__Excerpted text__
*** Block opens ***

Whether all you say is true and just, you walked right by the core point of the post. They were prevented from living in their house on their property by some government bureaucrat. Whether those issues are 'serious' or not, they should be allowed to accept that risk without worrying that some one will show up and evict them from their own home.
I see what you're saying about building codes and I'd likely want a house I bought to be built to some good standards and certified as such by someone. That said, I would also not want some government wonk showing up and telling me I can't live the way I want as long as I'm not bringing harm on others.
Ahh, well that's the problem -- your house on your property ends up being someone else's house and property some day, and once the work is done and the walls are sealed up, no one knows if the work was done to code. If you want to know that the house was built to some good standards, then you're going to check the permit history and make sure that any significant renovations or improvements were done with permits. The previous owner might have been happy with doing his own work on the house in his own way, but without permits and building inspections, you don't know if it's done safely - the previous owner may have thought it was ok to forgo junction boxes and join wires behind the wall by wrapping them together with electrical tape. And the house may be fine for decades like that, but a building inspector will require properly sized wire nuts and sealed junction boxes for safety. But without the building inspector there at the time of construction, you may never know what's behind the walls.
A good pre-purchase home inspection will turn up a lot of non-code compliant issues, but that's no substitute for making sure the work was done right in the first place since not everything can be inspected without tearing open walls (which is what the building inspector will make you do if they discover that you did non-permitted work).
I don't see how you can have a house built to some good standards and certified as such without having some government wonk telling you how to build or renovate your house. How else would you ensure these good standards?
. Where I live (east coast US), windows also have to be hurricane rated by law. This basically means that they will not break when a 8ft 2x4 is shot at 150 mph directly at them. Good luck with that, if you just threw it together yourself.
I think you may be mixing up the wind load test with the missile impact test. I bet the wood siding on most houses would fail a 150mph 8ft 2x4 impact. The 150mph rating is for wind-load (which is substantial, especially for a large window).
Miami-Dade has 2 impact tests for windows, the speed of the large projectile 2x4 is only 34mph, which has much lower energy than a 150mph projectile... even the small projectile "ball bearing" test is only performed at 50mph:
http://browardimpact.com/miamidadeimpacttesting.htm
The Miami-Dade Building Code requires that every exterior opening - residential or commercial - be provided with protection against wind-borne debris caused by hurricanes. Such protection could either be shutters or impact-resistant products. There are two types of impact-resistant products: large-missile resistant and small- missile resistant.
Large-missile resistant
A product is declared large-missile resistant after it has been exposed to various impacts with a piece of
lumber weighing approximately 9 pounds, measuring 2" x 4" x 6’ in size, traveling at a speed of 50 feet per
second (34 mph). The product must pass positive and negative wind loads for 9,000 cycles, with impact
creating no hole larger than 1/16 x 5" in the interlayer of the glass.
Small-missile resistant
A product is declared small-missile resistant after it has been exposed to various impacts with 10 ball bearings
traveling at a speed of 80 feet per second (50 mph). The product is then subjected to wind loads for 9,000 cycles.

*** Block closes ***

__Listed entries__
*** Block opens ***

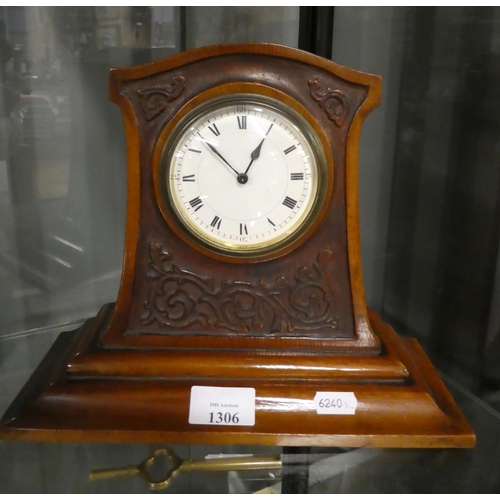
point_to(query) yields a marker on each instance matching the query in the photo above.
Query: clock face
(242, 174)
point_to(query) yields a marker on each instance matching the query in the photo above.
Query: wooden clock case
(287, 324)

*** Block closes ***
*** Block opens ***

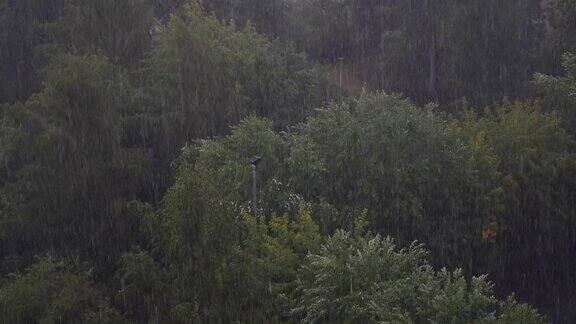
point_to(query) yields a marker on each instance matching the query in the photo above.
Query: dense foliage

*** Block closes ***

__What you will do__
**a)** Quote the building-permit discussion word for word, beginning at the words "Whether all you" and stopping after "harm on others.".
**b)** According to the building-permit discussion, why is a good pre-purchase home inspection no substitute for making sure the work was done right in the first place? Answer in one to three sentences.
The records come from a different source than the text.

__Solution set__
**a)**
Whether all you say is true and just, you walked right by the core point of the post. They were prevented from living in their house on their property by some government bureaucrat. Whether those issues are 'serious' or not, they should be allowed to accept that risk without worrying that some one will show up and evict them from their own home.
I see what you're saying about building codes and I'd likely want a house I bought to be built to some good standards and certified as such by someone. That said, I would also not want some government wonk showing up and telling me I can't live the way I want as long as I'm not bringing harm on others.

**b)** Not everything can be inspected without tearing open walls. Once the work is done and the walls are sealed up, no one knows whether it was done to code.